En otros relatos, en cambio, el narrador aparece ofreciendo su visión desde fuera, como simple intermediario de lo contado, puesto que no está implicado en la historia ni como protagonista ni como testigo, a través de fragmentos transcritos en cursiva, para diferenciarlos del discurso del personaje al que le cede la palabra. Tal es el caso de “Suerte de principiante”, en el que aparece  uno de esos compañeros que fueron los mejores de la clase, pero cuyo destino no resultó memorable, por no tener nada relevante para ser contado. La mirada, sin embargo, será en estos casos siempre comprensiva, como no podía ser otra la mirada de un escritor, de quien contempla y comparte el drama humano.
Al llegar a este punto de mis comentarios, me vino a la memoria un artículo leído hace ya algún tiempo en una revista Quimera. En el mismo, un crítico de cuyo nombre no puedo acordarme, comparaba a dos de sus profesores de la Universidad. Uno de ellos era un viejo profesor a punto de jubilarse que dictaba un seminario sobre El Quijote. La clase consistía fundamentalmente en la lectura de capítulos de la obra por parte del docente. Lo hacía con pasión, enfatizando lo más resaltante, salpicando la lectura de breves comentarios. Su seminario contaba siempre con pocos alumnos. En el aula vecina, un joven y actualizado profesor impartía una clase que gozaba de gran fama, los estudiantes se esforzaban  por conseguir un cupo ella. El especialista en crítica literaria llenaba la pizarra de fórmulas que daban cuenta de la estructura de las obras estudiadas con mucho rigor.

++++++

**Instrucciones**
Prosigue el comentario sobre los relatos y los dos profesores universitarios a partir de su última oración.

**Datos sin procesar**
++++++

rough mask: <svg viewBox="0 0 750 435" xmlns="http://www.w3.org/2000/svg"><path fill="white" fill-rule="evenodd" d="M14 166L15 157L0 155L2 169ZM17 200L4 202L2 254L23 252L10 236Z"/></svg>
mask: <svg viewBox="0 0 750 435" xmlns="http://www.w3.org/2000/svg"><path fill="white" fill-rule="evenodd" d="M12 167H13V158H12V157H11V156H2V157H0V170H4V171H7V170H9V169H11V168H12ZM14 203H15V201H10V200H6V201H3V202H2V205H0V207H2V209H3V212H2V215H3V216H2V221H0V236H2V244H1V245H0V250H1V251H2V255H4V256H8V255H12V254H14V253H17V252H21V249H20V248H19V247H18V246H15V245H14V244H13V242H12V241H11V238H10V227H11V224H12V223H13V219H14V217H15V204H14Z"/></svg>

++++++

**Resultado**
La moraleja de la historia era que pasado el tiempo, tanto el autor del artículo como algunos de sus compañeros de estudios habían olvidado las clases del joven profesor, cuyas fórmulas críticas habían pasado de moda, mientras recordaban como entrañables las lecturas de su viejo profesor, cómo les había hecho vivir El Quijote y cómo ellos, con el paso del tiempo, se sorprendían imitando sus modos de lectura. Es por eso que en la segunda parte de estas notas, quiero dar paso a lo que verdaderamente importa, a la escritura de Federico Vegas, a su cuento “La ascensión”, uno de los más hilarantes del libro, además de ser buen ejemplo de todo lo expuesto anteriormente

II
LA ASCENCIÓN
Pacheco Luján era, y seguirá siendo, el mejor pintor de la clase y de toda la historia del colegio. Mientras jugábamos en los recreos se la pasaba buscando creyones huérfanos. Un 910 “verde esmeralda” de Prismacolor, gastado, que­brado, hundido en los pantanos de las primeras lluvias y rodeado de tapitas de refresco, en manos de Pacheco se convertía en un resto arqueológico y recibía un trato de especialista. Después de limpiarlos y afilarlos, rellenaba con el nuevo color un recuadro en su block de dibujo y escribía al lado: “arena sucia al mediodía”, o “sangre en la acera cuando llueve”. Llevaba su colección de creyones en una bolsa de tela escocesa amarrada a la correa; allí estaban entrecruzados ejemplares de todas las marcas y ninguno era tan viejo ni tan corto como para no merecer una punta digna y un recuadro clasificatorio.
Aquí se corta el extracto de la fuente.